— BEGIN Listed entries —

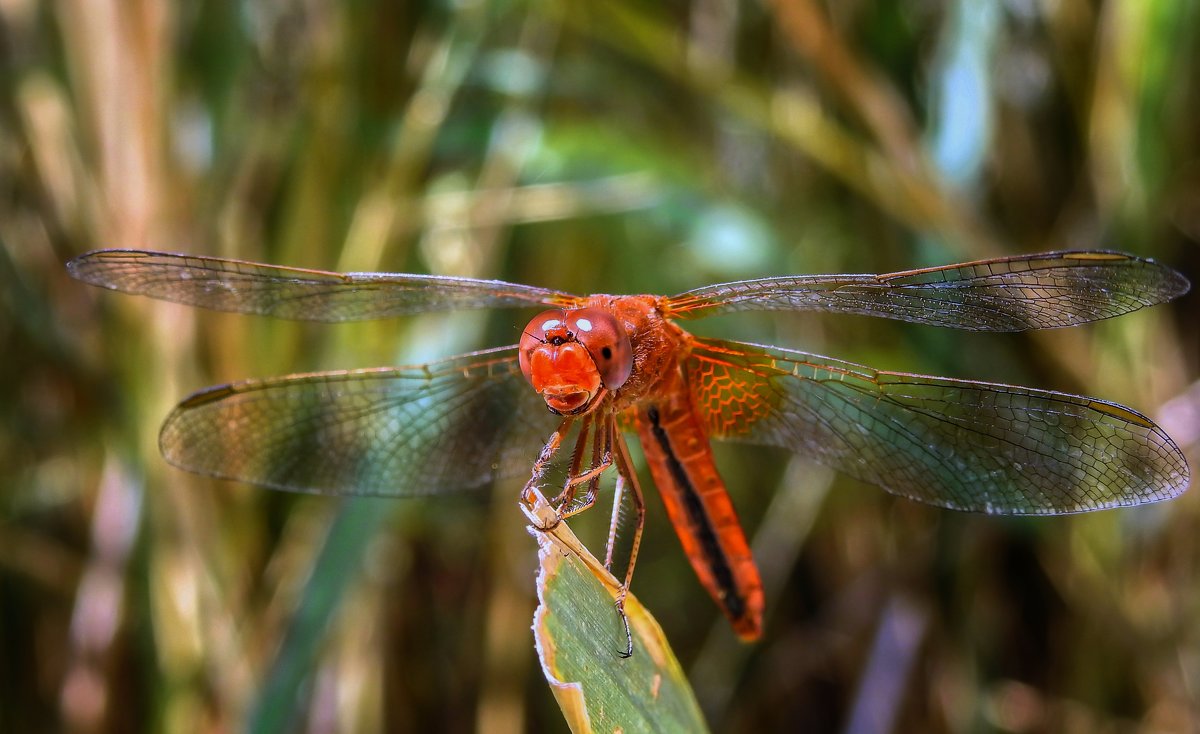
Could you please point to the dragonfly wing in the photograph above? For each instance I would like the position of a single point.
(958, 444)
(295, 293)
(394, 432)
(1008, 294)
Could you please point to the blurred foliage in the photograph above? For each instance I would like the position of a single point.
(591, 146)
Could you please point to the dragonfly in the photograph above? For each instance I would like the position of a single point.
(606, 365)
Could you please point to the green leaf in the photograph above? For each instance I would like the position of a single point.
(581, 639)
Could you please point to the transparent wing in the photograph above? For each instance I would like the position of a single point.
(955, 444)
(1008, 294)
(395, 432)
(295, 293)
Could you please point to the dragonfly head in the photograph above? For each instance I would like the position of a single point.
(571, 355)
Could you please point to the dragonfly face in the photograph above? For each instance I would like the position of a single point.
(605, 362)
(568, 355)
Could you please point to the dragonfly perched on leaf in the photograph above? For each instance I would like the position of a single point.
(603, 362)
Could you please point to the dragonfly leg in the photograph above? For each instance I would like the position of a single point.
(543, 463)
(568, 494)
(601, 459)
(625, 477)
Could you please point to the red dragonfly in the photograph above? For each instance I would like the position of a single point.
(606, 362)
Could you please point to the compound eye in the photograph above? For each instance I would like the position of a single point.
(606, 341)
(547, 328)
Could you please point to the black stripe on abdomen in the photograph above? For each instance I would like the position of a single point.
(699, 518)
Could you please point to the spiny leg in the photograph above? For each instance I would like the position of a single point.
(601, 459)
(543, 463)
(568, 494)
(625, 475)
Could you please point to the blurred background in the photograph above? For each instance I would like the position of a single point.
(589, 146)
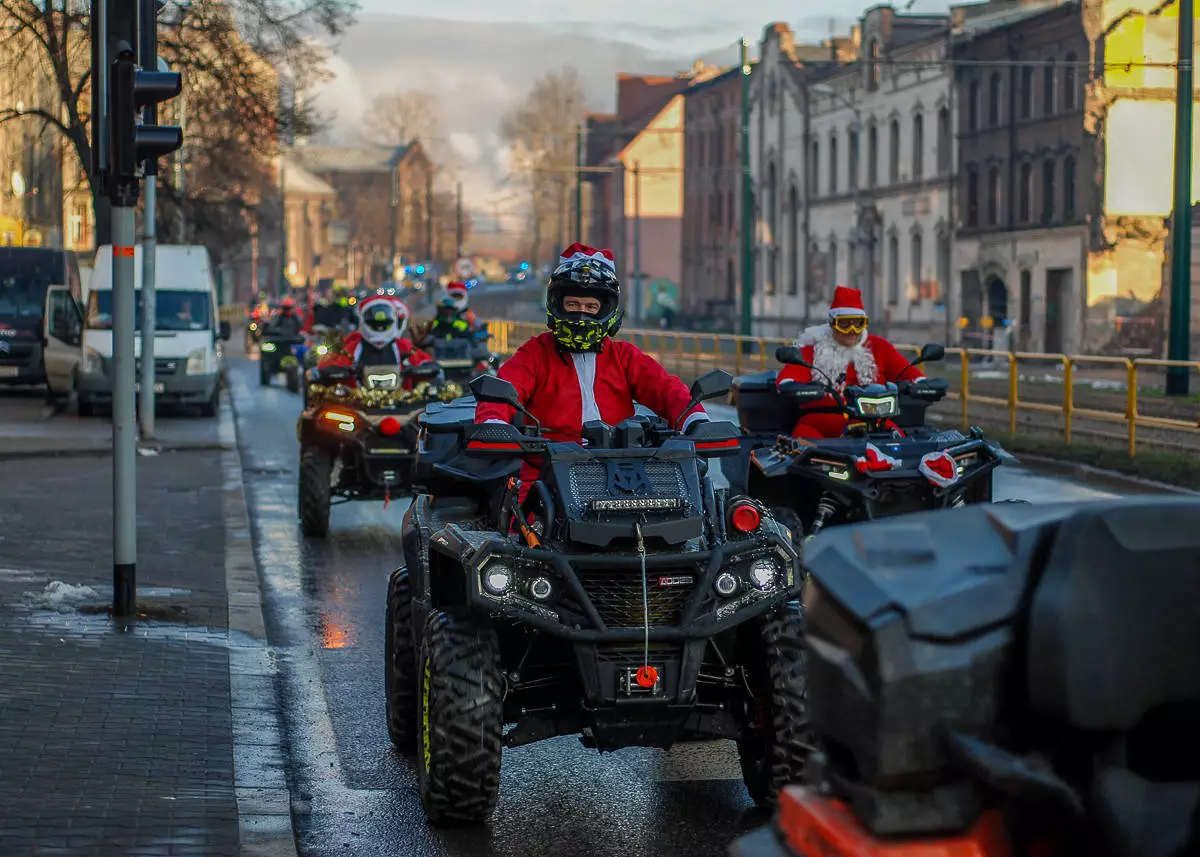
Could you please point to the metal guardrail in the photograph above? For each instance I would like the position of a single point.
(697, 353)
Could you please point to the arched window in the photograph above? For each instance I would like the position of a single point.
(793, 240)
(918, 148)
(894, 153)
(1069, 83)
(994, 93)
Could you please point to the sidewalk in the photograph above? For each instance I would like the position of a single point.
(155, 738)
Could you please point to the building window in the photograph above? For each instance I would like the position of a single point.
(916, 287)
(1069, 83)
(918, 148)
(1025, 193)
(873, 156)
(894, 153)
(1048, 189)
(972, 197)
(1068, 187)
(1048, 85)
(994, 196)
(815, 169)
(945, 142)
(893, 269)
(853, 160)
(833, 165)
(793, 239)
(994, 91)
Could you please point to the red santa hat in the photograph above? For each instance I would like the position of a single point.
(940, 468)
(846, 301)
(581, 252)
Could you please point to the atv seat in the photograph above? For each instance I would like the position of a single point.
(1114, 652)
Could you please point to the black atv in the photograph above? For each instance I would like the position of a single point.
(358, 443)
(277, 354)
(813, 484)
(463, 357)
(625, 600)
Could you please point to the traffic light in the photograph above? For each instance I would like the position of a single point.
(131, 143)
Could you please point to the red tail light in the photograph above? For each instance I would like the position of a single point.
(745, 517)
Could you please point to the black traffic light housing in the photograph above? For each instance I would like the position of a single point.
(131, 143)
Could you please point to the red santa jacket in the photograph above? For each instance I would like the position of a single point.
(873, 361)
(564, 390)
(407, 354)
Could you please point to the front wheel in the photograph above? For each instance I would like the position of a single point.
(316, 491)
(400, 664)
(459, 759)
(777, 741)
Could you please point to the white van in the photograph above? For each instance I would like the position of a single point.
(189, 336)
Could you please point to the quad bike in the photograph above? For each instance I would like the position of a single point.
(625, 600)
(1002, 681)
(465, 357)
(889, 461)
(357, 435)
(277, 354)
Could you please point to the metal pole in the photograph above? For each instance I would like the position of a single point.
(579, 183)
(748, 215)
(1180, 340)
(457, 240)
(125, 511)
(637, 244)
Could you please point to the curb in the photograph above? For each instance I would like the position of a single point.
(264, 801)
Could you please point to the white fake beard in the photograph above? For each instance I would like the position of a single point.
(835, 359)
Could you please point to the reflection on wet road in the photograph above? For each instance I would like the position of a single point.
(353, 795)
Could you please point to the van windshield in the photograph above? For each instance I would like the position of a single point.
(173, 311)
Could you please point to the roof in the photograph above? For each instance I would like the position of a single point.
(348, 159)
(299, 180)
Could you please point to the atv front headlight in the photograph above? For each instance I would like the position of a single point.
(879, 406)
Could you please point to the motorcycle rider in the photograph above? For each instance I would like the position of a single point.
(379, 339)
(850, 355)
(576, 372)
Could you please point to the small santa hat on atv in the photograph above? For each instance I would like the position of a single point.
(581, 252)
(846, 301)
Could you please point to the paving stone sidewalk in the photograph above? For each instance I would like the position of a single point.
(119, 739)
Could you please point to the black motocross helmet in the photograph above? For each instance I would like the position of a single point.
(583, 273)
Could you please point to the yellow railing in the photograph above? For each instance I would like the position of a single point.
(696, 353)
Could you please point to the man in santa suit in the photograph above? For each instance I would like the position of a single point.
(379, 340)
(576, 372)
(849, 354)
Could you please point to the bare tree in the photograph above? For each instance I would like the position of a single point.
(228, 53)
(541, 136)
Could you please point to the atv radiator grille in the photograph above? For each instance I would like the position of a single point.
(617, 595)
(589, 481)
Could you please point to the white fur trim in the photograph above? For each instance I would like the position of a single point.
(586, 372)
(934, 475)
(834, 359)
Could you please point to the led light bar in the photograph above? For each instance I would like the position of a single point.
(637, 504)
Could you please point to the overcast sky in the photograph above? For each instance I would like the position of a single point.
(669, 24)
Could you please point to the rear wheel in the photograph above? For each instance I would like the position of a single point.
(400, 666)
(777, 743)
(459, 759)
(316, 492)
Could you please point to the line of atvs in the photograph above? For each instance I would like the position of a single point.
(940, 675)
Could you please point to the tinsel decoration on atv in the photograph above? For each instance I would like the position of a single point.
(382, 400)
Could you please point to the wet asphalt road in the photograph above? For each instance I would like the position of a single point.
(352, 793)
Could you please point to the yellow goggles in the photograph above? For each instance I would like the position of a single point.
(849, 324)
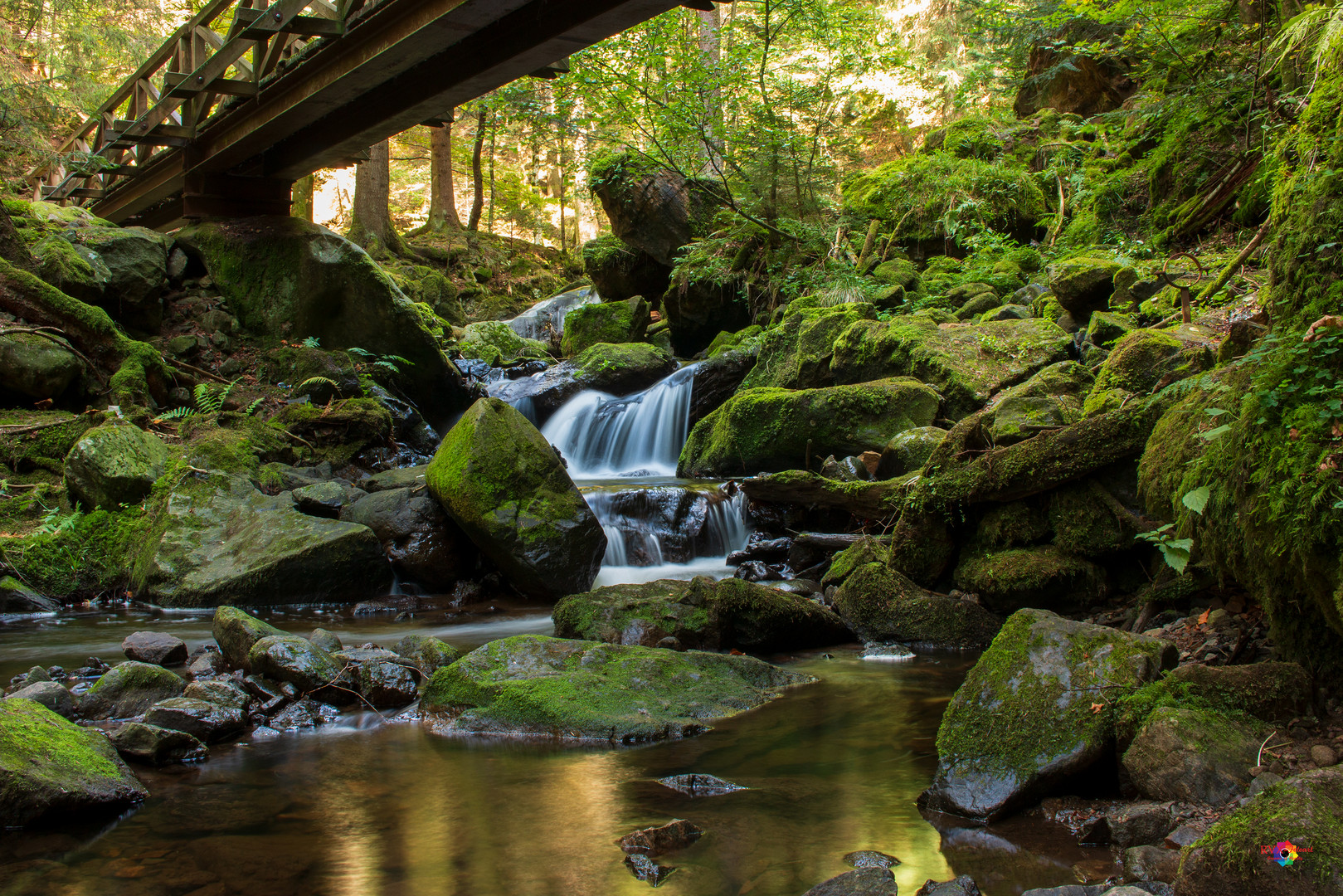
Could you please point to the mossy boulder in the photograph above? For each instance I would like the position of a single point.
(114, 464)
(770, 429)
(1193, 755)
(798, 351)
(52, 770)
(967, 363)
(504, 484)
(883, 605)
(1304, 811)
(128, 689)
(1039, 577)
(533, 685)
(1037, 709)
(36, 367)
(285, 277)
(610, 323)
(497, 344)
(236, 633)
(219, 540)
(701, 614)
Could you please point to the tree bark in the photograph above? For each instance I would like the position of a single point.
(442, 195)
(371, 225)
(303, 197)
(477, 173)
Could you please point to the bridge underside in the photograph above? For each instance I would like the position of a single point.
(397, 65)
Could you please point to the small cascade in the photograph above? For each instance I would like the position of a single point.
(642, 434)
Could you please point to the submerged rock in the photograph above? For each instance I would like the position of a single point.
(221, 540)
(128, 689)
(52, 768)
(504, 484)
(587, 691)
(701, 614)
(1036, 709)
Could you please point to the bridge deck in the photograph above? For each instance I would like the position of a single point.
(243, 100)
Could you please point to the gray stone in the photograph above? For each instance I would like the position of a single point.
(154, 746)
(128, 689)
(204, 720)
(156, 648)
(35, 366)
(50, 694)
(114, 464)
(51, 768)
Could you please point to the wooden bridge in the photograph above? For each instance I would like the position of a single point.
(246, 99)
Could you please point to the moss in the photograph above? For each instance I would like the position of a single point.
(770, 429)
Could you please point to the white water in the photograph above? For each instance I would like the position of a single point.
(603, 436)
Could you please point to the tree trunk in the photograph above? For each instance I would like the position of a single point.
(303, 197)
(442, 203)
(371, 225)
(477, 173)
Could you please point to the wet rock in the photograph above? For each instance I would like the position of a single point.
(501, 481)
(294, 660)
(154, 746)
(701, 614)
(15, 597)
(51, 768)
(226, 542)
(429, 653)
(869, 859)
(203, 720)
(225, 694)
(1151, 863)
(963, 885)
(325, 640)
(1026, 718)
(50, 694)
(867, 881)
(154, 646)
(35, 366)
(114, 464)
(645, 868)
(129, 689)
(700, 785)
(236, 633)
(881, 605)
(1191, 755)
(598, 692)
(422, 542)
(666, 839)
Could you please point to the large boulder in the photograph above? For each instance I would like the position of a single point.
(292, 278)
(611, 323)
(35, 366)
(1303, 811)
(967, 363)
(1036, 709)
(620, 271)
(219, 540)
(606, 367)
(51, 768)
(504, 484)
(236, 633)
(114, 464)
(701, 614)
(596, 692)
(880, 603)
(771, 429)
(1193, 755)
(423, 544)
(128, 689)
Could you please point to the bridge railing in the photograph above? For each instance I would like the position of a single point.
(225, 50)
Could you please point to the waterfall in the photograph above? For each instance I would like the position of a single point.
(642, 434)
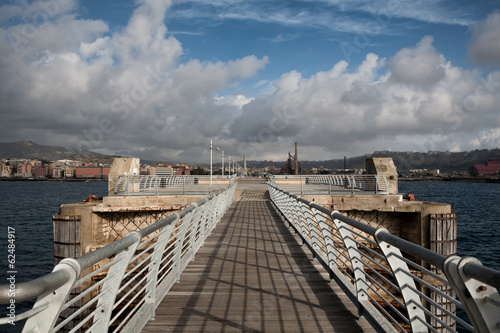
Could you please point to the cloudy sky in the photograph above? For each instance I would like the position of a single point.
(158, 79)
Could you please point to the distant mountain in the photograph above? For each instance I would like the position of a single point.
(446, 162)
(30, 149)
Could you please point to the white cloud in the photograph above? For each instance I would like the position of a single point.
(484, 48)
(420, 102)
(422, 66)
(73, 82)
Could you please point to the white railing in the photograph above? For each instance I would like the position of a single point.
(154, 185)
(118, 287)
(397, 285)
(353, 184)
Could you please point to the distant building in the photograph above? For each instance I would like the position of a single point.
(490, 168)
(40, 171)
(57, 172)
(92, 172)
(162, 170)
(5, 170)
(24, 170)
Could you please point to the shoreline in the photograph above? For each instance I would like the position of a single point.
(452, 179)
(51, 180)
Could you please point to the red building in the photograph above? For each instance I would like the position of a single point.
(40, 171)
(490, 168)
(92, 172)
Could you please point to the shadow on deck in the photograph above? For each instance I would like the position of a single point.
(252, 276)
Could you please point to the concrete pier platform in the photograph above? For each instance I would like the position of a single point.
(253, 276)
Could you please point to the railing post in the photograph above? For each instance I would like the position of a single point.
(155, 266)
(405, 283)
(480, 301)
(110, 288)
(301, 186)
(126, 185)
(45, 320)
(181, 236)
(356, 261)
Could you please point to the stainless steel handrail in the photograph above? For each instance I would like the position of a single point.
(134, 268)
(354, 253)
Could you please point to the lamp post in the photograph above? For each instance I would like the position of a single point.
(222, 151)
(210, 188)
(222, 154)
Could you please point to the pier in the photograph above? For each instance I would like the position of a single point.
(275, 254)
(253, 276)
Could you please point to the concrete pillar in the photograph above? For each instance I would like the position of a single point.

— END Listed entries —

__Problem to work on__:
Everything from the line with "Could you please point to the white railing" to the end of the listing above needs to be duplicated exactly, both end lines included, with nothing more.

__The solution__:
Could you please point to the white railing in the photograph above? For each instance I would like the position of a single point.
(154, 185)
(118, 287)
(397, 285)
(353, 184)
Could you please point to the distant building in the photograph above? For each instance I would like the position of a single point.
(490, 168)
(40, 171)
(57, 172)
(92, 172)
(162, 170)
(5, 170)
(24, 170)
Could you please point to the shoreline in the photograph above? For each instance I would like the position of a single point.
(452, 179)
(51, 180)
Could you please point to the red building in the photograph above? For each instance I would like the position of a single point.
(40, 171)
(490, 168)
(92, 172)
Could you please point to the shadow on deck in the photograph above? For each instance I would like the position of a single point.
(252, 276)
Could you please point to the concrete pier platform in the photograph above? For each instance I would like the position of a single point.
(253, 276)
Could you please point to the railing post in the photograph above? For each instance I would like the position of a single point.
(155, 266)
(405, 283)
(480, 301)
(110, 288)
(301, 186)
(126, 185)
(45, 320)
(181, 236)
(356, 261)
Could you please point to the stainless steel handrail in the photograph above? For each instance I would like the position of a single point.
(134, 268)
(354, 253)
Could you please point to the lamp post in the photograph above? For each instance I would like the position of a single point.
(222, 151)
(210, 188)
(222, 154)
Could you please point to the pier in the photograph above? For each instance I would like the position of a single point.
(275, 254)
(253, 276)
Could you please point to the concrete pillar in the photograph above? For each instance I would like the position of a single point.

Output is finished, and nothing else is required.